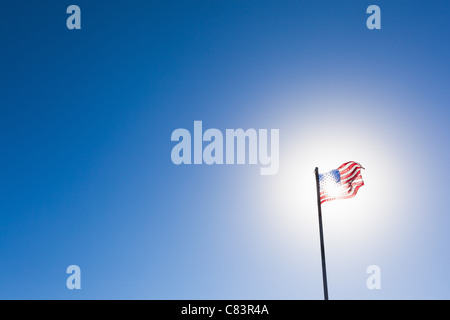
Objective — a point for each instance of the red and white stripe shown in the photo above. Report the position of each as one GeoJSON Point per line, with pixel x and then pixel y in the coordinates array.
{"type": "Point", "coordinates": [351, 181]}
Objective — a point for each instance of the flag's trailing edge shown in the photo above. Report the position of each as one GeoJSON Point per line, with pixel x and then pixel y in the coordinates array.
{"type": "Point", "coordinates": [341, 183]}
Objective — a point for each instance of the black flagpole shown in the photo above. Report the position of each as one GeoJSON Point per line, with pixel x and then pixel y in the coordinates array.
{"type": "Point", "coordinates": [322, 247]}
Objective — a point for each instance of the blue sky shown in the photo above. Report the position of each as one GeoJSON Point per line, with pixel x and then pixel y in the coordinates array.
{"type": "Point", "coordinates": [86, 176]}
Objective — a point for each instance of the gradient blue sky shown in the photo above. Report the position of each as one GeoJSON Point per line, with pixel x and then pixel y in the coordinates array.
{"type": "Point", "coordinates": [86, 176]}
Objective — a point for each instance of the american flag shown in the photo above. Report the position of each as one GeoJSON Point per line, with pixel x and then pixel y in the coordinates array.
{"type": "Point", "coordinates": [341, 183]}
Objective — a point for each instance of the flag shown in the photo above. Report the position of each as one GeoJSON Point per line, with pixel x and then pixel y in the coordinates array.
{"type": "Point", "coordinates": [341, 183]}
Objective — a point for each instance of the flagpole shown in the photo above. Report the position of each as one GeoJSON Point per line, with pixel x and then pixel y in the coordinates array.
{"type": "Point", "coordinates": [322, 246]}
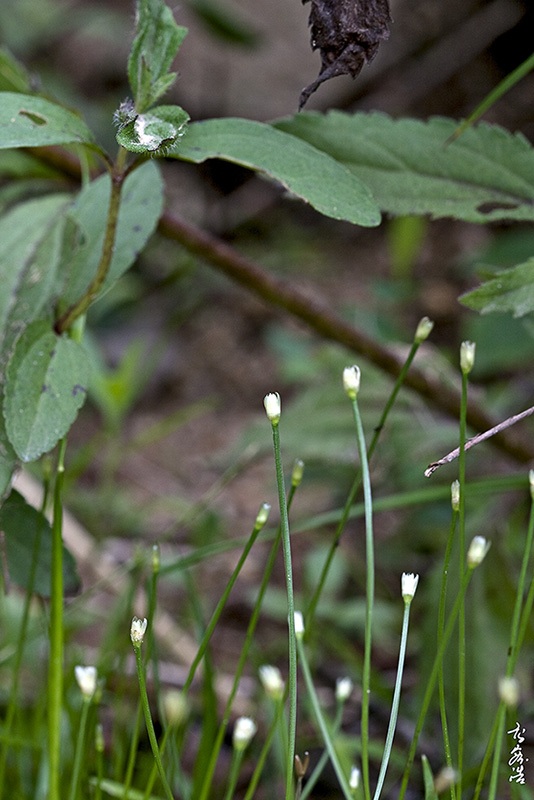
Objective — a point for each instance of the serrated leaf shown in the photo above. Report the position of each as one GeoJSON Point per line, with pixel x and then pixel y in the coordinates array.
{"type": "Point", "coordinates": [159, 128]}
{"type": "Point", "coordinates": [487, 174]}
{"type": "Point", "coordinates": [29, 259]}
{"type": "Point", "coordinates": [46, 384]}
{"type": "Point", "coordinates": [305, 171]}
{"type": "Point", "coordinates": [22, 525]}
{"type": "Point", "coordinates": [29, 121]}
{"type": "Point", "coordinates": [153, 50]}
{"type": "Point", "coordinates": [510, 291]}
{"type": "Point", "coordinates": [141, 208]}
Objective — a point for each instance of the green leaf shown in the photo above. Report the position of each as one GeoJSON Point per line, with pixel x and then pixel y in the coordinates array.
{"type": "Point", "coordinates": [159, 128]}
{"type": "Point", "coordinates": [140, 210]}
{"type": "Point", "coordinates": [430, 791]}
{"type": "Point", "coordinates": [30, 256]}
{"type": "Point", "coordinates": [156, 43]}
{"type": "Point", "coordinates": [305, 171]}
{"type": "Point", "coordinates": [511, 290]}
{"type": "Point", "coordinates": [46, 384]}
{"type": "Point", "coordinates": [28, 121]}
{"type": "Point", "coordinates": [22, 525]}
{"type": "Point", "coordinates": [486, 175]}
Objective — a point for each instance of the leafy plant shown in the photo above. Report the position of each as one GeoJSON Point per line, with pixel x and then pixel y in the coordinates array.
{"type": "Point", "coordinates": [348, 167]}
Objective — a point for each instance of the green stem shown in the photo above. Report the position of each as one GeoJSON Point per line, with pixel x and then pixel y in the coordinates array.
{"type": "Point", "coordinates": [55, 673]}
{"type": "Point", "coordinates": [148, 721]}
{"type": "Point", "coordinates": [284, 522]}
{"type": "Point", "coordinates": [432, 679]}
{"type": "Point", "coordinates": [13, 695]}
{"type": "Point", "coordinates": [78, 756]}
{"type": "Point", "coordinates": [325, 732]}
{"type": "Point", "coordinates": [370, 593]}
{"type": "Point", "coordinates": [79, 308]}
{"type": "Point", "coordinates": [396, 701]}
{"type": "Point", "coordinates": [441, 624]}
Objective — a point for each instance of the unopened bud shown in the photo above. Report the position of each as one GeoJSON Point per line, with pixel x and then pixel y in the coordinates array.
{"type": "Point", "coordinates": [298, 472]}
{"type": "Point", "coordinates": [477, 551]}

= = = = = = =

*Given exercise:* All the records above need to be given again word for word. Skip the pictures.

*Finished answer:*
Objective — a point for each instance of the red and white stripe shown in the photo above. Report the position of each as one GeoJSON Point per line, with pixel x and then pixel y in the coordinates array.
{"type": "Point", "coordinates": [351, 181]}
Objective — a point for each instance of the flag's trailing edge shown in the photo above. Report the position of each as one GeoJSON Point per line, with pixel x and then pixel y in the coordinates array.
{"type": "Point", "coordinates": [341, 183]}
Objective — a point for each instance of the black flagpole shown in the photo above. Report the position of each as one GeoJSON Point per line, with pixel x and then pixel y in the coordinates array.
{"type": "Point", "coordinates": [322, 247]}
Objective — a point for each instance of the blue sky shown in the photo above. Report the position of each as one GeoJSON Point per line, with pixel x and then pixel y in the coordinates array.
{"type": "Point", "coordinates": [86, 176]}
Objective — a point for each instance of the gradient blue sky shown in the photo above. Report the position of each as one GeoJSON Point per line, with pixel x and then pixel y in the coordinates array.
{"type": "Point", "coordinates": [86, 176]}
Objective — a point for each instance of the american flag shown in the photo above. Report the position of each as one GeoJSON Point per line, with pixel x and then pixel y in the coordinates array.
{"type": "Point", "coordinates": [341, 183]}
Objective — a point for each instance of the flag shown in the photo above. Report the position of each as one GeoJSON Point per line, with pixel x and then pixel y in the coordinates array.
{"type": "Point", "coordinates": [341, 183]}
Objective — a point for each instance of the flagpole shown in the photo above. Report the position of each as one GeoJSON Point per line, with pixel x and then pixel y in the coordinates array.
{"type": "Point", "coordinates": [322, 246]}
Objective — a point for each instance of the serrated leaf shown in the photo above. Report the position of each as one GeoJSON Point per line, with pixel x and then pixel y in the coordinates array.
{"type": "Point", "coordinates": [159, 128]}
{"type": "Point", "coordinates": [487, 174]}
{"type": "Point", "coordinates": [29, 259]}
{"type": "Point", "coordinates": [46, 384]}
{"type": "Point", "coordinates": [305, 171]}
{"type": "Point", "coordinates": [22, 525]}
{"type": "Point", "coordinates": [29, 121]}
{"type": "Point", "coordinates": [153, 50]}
{"type": "Point", "coordinates": [510, 291]}
{"type": "Point", "coordinates": [141, 208]}
Objective — a point for each instance of the green leaf shown in the photo above. Report the position of each as one GeoJSON Point per line, with pixel x and then pixel y in the coordinates array.
{"type": "Point", "coordinates": [159, 128]}
{"type": "Point", "coordinates": [140, 210]}
{"type": "Point", "coordinates": [430, 791]}
{"type": "Point", "coordinates": [30, 256]}
{"type": "Point", "coordinates": [156, 43]}
{"type": "Point", "coordinates": [305, 171]}
{"type": "Point", "coordinates": [511, 290]}
{"type": "Point", "coordinates": [46, 384]}
{"type": "Point", "coordinates": [28, 121]}
{"type": "Point", "coordinates": [22, 525]}
{"type": "Point", "coordinates": [486, 175]}
Objective — a point for each instance of the leafy plant shown in the photo above. Report the position of each as one GeoJSON Point per line, with pixel x and then pixel y in the coordinates array.
{"type": "Point", "coordinates": [348, 167]}
Objective — a point for each instance of the green stem shown in the photo above. Report the position of each as one GeoJSON Point per line, with pixel x and then pixel y in the coordinates array.
{"type": "Point", "coordinates": [55, 673]}
{"type": "Point", "coordinates": [148, 721]}
{"type": "Point", "coordinates": [284, 522]}
{"type": "Point", "coordinates": [432, 679]}
{"type": "Point", "coordinates": [13, 695]}
{"type": "Point", "coordinates": [78, 756]}
{"type": "Point", "coordinates": [325, 732]}
{"type": "Point", "coordinates": [370, 593]}
{"type": "Point", "coordinates": [79, 308]}
{"type": "Point", "coordinates": [396, 701]}
{"type": "Point", "coordinates": [441, 624]}
Objective — a point for each instance of the unopened bud shown in the photo above. Report the position of each as one GeoJSON Point per line, with pixel x and then pixel y in the coordinates array.
{"type": "Point", "coordinates": [298, 472]}
{"type": "Point", "coordinates": [477, 551]}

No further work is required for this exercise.